THE TASK: Copy out the items word for word, starting at the line containing "If it's not too much trouble, could you box the cheek" and continuing through the last line of the items.

* START *

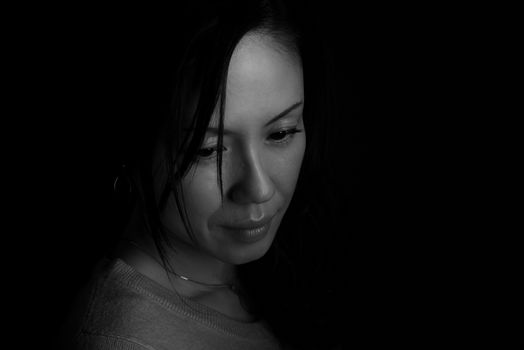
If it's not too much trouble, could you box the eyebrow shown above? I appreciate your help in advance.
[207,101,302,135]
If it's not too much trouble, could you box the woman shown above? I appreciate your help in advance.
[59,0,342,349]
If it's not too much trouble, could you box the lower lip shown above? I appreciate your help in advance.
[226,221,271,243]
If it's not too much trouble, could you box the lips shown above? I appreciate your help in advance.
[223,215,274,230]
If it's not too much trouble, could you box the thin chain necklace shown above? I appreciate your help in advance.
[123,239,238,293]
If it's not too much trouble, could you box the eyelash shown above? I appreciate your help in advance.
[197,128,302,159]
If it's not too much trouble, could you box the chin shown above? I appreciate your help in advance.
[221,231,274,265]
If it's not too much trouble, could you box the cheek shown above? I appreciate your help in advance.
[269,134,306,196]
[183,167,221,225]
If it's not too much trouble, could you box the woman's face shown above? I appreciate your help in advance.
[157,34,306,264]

* END *

WORKED SOLUTION:
If it's not too much trouble, could you box the cheek shown above? I appreciate your help in advance.
[269,134,306,196]
[183,167,221,225]
If it's not too much trouble, could you box the woman's face shown above? I appreciate your help in advance.
[157,34,306,264]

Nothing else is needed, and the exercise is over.